**文档节选:**

• • • • •

VLDB20论文阅读:Mainlining Databases——Supporting Fast Transactional Workloads on Universal Columnar Data File Formats

这篇文章主要关于NoisePage，是CMU Andy团队的工作

论文下载地址：https://db.cs.cmu.edu/papers/2020/p534-li.pdf

Git仓库：https://github.com/cmu-db/noisepage

主要涉及技术有Apache Arrow和LLVM

感觉好像是用列存使用PAX做HTAP？（读完以后发现其实并不是）

可以看看这位知乎老哥关于这篇文章的评析：noisepage paper分享：基于column-storage实现的事务存储引擎

Introduction

If an OLTP DBMS stores data in a format used by downstream applications, the export cost is just the cost of network transmission.

这就是要做HTAP的原因：OLTP需要进行分析的话，需要大量的网络带宽转到OLAP数据库，HTAP的话就可以就地解决

We leverage the natural cooling process of data, relaxing the columnar format for transactional throughput while the data is hot and transforming data back to the canonical format when write access becomes infrequent.

这里做了一个TradeOff，数据OLAP的时候是列状，进行OLTP的时候是行状（我猜应该是在内存中转为列状）

We evaluate the Arrow-based storage engine of NoisePage and demonstrate its OLTP competitiveness and orders of magnitudes faster data export to downstream Arrow applications.

All right，虽然但是，这并不是Apache Arrow的正确用法😂

BackGround

To better understand this issue, we measured the time it takes to extract data from a DBMS and load it into a Pandas program. We first create a 8 GB CSV file containing the TPC-H LINEITEM table (scalefactor 10, 60M tuples), and then load it into PostgreSQL (v10.6) and SAP HANA (v2.0).

Recent work, however, has shown that column-stores can also support high-performance transactional processing [46, 50].

让我瞅瞅，是什么玩意，让列存也能适合TP类操作？

• • • • •

**书面题目 1:**
下列三项说法是否与这篇论文阅读笔记相符？请对每项回答“是”或“否”，并逐字引用笔记中起决定作用的原文。
(a) 笔记称NoisePage是CMU Andy团队的工作。
(b) 文中测量导出时间时创建的CSV文件大小为10 GB。
(c) 笔者读完论文后确认，该论文就是用列存加PAX来做HTAP。

• • • • •

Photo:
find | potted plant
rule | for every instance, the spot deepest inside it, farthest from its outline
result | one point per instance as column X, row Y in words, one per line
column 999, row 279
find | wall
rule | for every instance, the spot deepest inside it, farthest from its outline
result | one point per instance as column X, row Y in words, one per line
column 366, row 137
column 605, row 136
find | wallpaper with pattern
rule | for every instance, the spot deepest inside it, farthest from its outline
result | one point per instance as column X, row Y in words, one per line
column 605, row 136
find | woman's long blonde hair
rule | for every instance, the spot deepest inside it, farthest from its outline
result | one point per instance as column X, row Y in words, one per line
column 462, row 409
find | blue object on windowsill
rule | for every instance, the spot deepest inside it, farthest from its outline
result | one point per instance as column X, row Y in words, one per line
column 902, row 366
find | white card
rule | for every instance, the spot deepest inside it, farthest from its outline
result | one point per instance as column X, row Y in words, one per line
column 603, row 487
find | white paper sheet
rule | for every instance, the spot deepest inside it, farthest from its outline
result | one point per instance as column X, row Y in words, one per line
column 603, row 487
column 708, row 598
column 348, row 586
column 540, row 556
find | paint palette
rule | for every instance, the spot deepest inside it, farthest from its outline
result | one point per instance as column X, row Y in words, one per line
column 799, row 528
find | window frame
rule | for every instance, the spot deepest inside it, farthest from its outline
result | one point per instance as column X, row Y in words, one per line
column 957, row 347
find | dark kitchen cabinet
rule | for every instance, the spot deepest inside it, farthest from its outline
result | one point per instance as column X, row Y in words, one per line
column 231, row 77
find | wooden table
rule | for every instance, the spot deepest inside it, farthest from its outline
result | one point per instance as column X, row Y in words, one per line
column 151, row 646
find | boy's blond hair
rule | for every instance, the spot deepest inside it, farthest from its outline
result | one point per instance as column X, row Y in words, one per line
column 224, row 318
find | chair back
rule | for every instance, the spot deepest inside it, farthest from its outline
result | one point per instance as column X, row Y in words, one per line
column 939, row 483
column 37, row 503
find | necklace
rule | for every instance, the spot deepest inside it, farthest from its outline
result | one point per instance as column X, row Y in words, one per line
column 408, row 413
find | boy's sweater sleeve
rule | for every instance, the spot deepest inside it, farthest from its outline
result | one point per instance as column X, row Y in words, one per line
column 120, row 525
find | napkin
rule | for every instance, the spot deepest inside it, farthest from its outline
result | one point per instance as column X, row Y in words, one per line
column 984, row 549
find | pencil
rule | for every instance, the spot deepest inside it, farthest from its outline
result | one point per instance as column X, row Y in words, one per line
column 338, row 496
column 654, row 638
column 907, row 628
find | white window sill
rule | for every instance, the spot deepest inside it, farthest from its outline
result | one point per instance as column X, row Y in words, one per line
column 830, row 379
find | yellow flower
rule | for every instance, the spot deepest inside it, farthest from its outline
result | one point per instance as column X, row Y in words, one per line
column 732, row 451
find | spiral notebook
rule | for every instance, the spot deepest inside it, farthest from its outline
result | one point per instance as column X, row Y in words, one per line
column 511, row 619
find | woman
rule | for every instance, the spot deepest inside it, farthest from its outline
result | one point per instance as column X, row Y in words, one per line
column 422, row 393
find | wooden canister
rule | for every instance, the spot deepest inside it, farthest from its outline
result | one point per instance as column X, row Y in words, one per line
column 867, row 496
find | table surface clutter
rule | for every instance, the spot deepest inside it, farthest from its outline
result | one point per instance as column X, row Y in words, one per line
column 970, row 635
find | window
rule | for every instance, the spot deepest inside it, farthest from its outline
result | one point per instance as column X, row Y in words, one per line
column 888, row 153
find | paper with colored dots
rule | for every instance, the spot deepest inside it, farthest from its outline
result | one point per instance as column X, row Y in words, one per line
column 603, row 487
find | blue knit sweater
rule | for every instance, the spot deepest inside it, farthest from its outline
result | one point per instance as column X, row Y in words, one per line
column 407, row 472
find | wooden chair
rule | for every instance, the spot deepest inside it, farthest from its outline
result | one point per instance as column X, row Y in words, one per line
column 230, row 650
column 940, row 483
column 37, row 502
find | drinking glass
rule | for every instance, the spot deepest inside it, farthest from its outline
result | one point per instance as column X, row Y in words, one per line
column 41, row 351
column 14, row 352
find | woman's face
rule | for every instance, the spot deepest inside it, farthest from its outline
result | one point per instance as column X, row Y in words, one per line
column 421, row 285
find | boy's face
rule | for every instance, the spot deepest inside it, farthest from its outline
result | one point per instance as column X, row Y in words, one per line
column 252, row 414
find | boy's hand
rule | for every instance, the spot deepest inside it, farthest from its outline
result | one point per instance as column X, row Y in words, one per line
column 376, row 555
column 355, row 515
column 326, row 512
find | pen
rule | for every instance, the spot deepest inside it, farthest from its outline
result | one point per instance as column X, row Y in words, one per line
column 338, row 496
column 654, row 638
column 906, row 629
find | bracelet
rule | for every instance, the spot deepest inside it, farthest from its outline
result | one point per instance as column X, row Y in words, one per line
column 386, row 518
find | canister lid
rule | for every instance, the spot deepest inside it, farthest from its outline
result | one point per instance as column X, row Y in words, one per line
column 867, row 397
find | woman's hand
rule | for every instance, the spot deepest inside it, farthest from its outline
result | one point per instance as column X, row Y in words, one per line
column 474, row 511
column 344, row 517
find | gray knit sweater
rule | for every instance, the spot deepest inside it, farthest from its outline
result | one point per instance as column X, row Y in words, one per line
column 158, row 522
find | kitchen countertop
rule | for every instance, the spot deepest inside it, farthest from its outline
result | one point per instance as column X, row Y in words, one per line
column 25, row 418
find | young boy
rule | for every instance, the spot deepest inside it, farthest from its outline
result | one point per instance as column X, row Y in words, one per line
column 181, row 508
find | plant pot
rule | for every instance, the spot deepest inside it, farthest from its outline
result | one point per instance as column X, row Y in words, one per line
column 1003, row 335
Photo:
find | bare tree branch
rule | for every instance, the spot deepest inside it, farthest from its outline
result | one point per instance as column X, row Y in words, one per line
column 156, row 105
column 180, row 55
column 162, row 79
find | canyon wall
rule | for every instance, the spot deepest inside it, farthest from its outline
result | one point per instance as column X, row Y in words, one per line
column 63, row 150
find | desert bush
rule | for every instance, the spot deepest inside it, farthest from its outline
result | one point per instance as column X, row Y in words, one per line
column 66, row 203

• • • • •

**书面题目 2:** 请照录记录中的以下各行：从含有“find | boy's hand”的那一行开始，到含有“column 326, row 512”的那一行结束，首尾两行都包括在内。

**练习结果 1:**
(a) 是。“这篇文章主要关于NoisePage，是CMU Andy团队的工作”
(b) 否。“We first create a 8 GB CSV file containing the TPC-H LINEITEM table”
(c) 否。“（读完以后发现其实并不是）”

**练习结果 2:**
find | boy's hand
rule | for every instance, the spot deepest inside it, farthest from its outline
result | one point per instance as column X, row Y in words, one per line
column 376, row 555
column 355, row 515
column 326, row 512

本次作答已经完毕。